### Extracted material
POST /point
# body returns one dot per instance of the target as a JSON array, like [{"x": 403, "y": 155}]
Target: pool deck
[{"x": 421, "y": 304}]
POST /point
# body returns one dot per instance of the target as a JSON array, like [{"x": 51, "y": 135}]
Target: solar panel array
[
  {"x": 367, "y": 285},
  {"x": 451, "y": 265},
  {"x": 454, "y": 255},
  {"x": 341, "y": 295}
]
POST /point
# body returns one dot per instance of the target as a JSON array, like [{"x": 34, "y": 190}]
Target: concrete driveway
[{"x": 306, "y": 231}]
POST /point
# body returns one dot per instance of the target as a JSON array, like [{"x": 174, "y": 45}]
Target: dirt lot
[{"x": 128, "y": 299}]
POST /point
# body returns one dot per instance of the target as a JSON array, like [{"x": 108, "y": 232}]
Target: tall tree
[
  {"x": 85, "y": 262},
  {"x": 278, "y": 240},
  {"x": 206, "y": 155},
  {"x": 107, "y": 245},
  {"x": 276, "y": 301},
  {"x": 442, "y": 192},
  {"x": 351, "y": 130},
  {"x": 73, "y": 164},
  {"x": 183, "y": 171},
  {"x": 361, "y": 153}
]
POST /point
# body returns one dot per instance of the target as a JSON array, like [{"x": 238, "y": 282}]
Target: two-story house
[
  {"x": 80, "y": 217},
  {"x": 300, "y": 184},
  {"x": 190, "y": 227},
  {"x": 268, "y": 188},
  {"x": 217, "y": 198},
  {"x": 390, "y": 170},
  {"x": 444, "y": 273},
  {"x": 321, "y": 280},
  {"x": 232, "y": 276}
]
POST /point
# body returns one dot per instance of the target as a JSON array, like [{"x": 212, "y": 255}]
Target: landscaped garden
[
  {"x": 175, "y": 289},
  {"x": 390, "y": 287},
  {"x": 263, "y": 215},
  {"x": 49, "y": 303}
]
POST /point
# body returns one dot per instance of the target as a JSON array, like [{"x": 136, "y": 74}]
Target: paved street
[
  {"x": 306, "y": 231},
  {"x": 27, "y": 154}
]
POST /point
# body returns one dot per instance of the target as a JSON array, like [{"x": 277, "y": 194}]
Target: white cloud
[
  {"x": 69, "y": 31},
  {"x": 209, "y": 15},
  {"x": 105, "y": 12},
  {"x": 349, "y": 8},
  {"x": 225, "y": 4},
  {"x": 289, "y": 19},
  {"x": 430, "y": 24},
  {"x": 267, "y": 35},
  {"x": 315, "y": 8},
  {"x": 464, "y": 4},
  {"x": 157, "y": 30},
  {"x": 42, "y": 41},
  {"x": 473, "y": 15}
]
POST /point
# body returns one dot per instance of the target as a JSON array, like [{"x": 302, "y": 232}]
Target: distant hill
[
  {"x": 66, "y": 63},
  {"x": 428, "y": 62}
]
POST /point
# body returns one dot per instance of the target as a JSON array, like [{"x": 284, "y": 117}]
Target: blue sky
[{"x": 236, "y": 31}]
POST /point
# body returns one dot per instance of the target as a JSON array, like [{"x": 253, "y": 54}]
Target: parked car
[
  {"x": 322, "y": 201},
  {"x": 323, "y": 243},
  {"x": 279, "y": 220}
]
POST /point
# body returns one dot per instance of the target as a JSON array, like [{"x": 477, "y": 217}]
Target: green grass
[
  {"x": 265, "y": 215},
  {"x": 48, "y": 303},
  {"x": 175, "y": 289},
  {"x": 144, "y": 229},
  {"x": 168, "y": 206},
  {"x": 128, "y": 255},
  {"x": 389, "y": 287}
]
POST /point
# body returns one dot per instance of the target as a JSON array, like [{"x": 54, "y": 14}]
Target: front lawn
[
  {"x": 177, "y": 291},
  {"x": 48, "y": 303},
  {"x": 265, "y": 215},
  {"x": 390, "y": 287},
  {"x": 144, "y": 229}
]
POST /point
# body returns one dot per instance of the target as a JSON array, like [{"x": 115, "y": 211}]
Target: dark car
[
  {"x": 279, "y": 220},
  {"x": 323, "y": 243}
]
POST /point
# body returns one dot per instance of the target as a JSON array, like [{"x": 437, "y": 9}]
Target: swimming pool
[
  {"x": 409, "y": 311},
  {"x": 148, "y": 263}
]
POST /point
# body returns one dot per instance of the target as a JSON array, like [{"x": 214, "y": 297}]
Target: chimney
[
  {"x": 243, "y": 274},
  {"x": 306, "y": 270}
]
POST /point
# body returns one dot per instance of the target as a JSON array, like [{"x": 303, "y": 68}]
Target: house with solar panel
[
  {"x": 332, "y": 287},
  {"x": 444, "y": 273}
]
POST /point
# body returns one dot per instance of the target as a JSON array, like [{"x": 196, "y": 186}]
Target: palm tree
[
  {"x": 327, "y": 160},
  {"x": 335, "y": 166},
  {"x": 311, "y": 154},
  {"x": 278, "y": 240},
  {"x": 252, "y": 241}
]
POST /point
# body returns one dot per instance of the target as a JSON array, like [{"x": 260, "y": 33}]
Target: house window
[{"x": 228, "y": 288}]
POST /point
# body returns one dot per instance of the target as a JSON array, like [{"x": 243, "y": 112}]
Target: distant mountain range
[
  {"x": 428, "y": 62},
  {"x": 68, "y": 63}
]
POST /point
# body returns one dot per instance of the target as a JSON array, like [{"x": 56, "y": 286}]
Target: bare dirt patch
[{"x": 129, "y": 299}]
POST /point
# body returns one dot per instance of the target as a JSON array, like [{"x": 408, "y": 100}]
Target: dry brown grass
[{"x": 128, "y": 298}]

### Task instructions
From the listing above, extract every line that contains the string "panel" and reproduce each such line unchanged. The match is case-sensitive.

### Exercise output
Target: solar panel array
Target: house with solar panel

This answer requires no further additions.